Source document START

All posts

Getting Started With High-Level Tensorflow

TensorFlow is one of the main tools used in the industry to perform Machine Learning (ML), either using it at a low-level for graph computation, or at a high-level to create models using pre-defined building-blocks. The latter is the most common approach when learning to build and train ML models.

Motivation

In this article I’ll explain how to use TensorFlow at a High-level in order to build a model that is capable of identifying the sentiment of a comment as either positive or negative. The article will be driven by the following questions: what?, why?, and how?

I just described the first one: what we are building is a model that can predict the sentiment of a comment. Now, why would this be useful? Well, as an example, let’s say you want to know how your brand is performing on social networks. Are customers happy about you? In order to answer that question you may hire a Community Manager to analyze hundreds/thousands of comments to give you an answer. That would be both time consuming and expensive, moreover, if you perform such tasks periodically, then you should think of a better strategy to handle this. A possible strategy could be to create a ML model that can handle that task for you, saving you a lot of time and money. Having answered the what and why, let’s use the rest of the article to explain the how.

A (Very) Summarized Representation of a ML Experiment

In order to get some background on what we are going to do, I created this diagram that explains what’s the common protocol to follow when performing a Machine Learning experiment. It’s just a very (very) general idea and each step involves a lot more work, so this is an oversimplification.

General Process of a Machine Learning Experiment

Requirements

  • An environment with TensorFlow installed. I’ll use Google Colab so I suggest you to do the same so you don’t have to install or set up anything.
  • The code will be based on the official TensorFlow documentation, with several modifications.

Go to Google Colab and create a new notebook. Then, put this starting code in the first cell:

!pip install -q kaggle pyyaml

import matplotlib.pyplot as plt
import TensorFlow as tf
from TensorFlow import keras
from TensorFlow.keras import layers
from collections import Counter
import numpy as np
import seaborn as sns

class Utils:
  # A dictionary mapping words to an integer index
  INDEX = imdb.get_word_index()

Source document END
Data provided START

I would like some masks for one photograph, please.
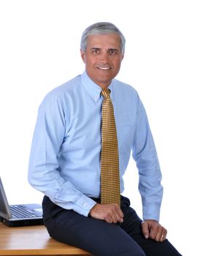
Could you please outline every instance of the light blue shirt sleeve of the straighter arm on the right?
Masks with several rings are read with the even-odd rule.
[[[139,97],[138,105],[132,156],[139,171],[139,193],[142,197],[143,219],[158,221],[163,196],[161,170],[148,117]]]

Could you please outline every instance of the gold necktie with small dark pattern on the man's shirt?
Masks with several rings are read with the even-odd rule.
[[[102,89],[101,203],[120,205],[118,140],[110,89]]]

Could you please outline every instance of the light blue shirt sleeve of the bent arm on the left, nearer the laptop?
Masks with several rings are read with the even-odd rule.
[[[32,187],[50,197],[56,205],[88,216],[96,202],[60,176],[58,152],[66,134],[68,119],[58,97],[45,97],[39,107],[34,130],[28,181]]]

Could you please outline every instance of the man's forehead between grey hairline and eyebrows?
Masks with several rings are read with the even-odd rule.
[[[120,37],[118,34],[98,34],[88,36],[88,48],[120,48]]]

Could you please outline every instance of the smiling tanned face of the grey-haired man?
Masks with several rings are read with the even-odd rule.
[[[120,51],[118,34],[88,36],[88,45],[81,57],[88,76],[94,83],[107,88],[118,74],[123,53]]]

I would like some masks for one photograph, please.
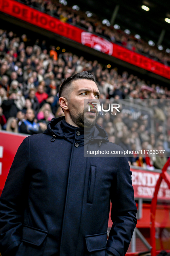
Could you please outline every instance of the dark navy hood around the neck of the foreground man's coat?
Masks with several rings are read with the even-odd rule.
[[[95,126],[92,128],[75,127],[66,122],[65,116],[52,118],[47,125],[47,130],[45,130],[43,133],[53,136],[54,139],[56,137],[62,137],[72,142],[77,131],[80,132],[79,140],[83,140],[83,143],[88,143],[89,140],[94,142],[108,141],[108,135],[106,131],[100,127],[100,125],[95,124]]]

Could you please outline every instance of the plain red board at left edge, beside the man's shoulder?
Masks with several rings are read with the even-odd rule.
[[[16,151],[26,137],[26,135],[0,131],[0,195]]]

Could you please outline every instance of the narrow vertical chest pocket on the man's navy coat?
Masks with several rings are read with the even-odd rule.
[[[89,174],[89,187],[87,193],[87,203],[93,203],[94,189],[95,189],[95,175],[96,175],[96,166],[91,166]]]

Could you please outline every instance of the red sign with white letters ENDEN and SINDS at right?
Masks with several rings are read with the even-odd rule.
[[[131,171],[135,198],[152,199],[160,173],[138,169],[131,169]],[[159,188],[158,199],[170,200],[170,190],[164,180]]]

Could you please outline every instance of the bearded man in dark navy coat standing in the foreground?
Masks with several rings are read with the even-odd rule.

Data provided END

Exercise instructions
A – In the TensorFlow article, which environment does the author suggest using so that nothing has to be installed or set up?
B – Reproduce word for word the part of the TensorFlow article starting with "Getting Started With" and going on through "train ML models.".
Answer using nothing but the TensorFlow article.

Results for each task
A – Google Colab.

B –
Getting Started With High-Level Tensorflow

TensorFlow is one of the main tools used in the industry to perform Machine Learning (ML), either using it at a low-level for graph computation, or at a high-level to create models using pre-defined building-blocks. The latter is the most common approach when learning to build and train ML models.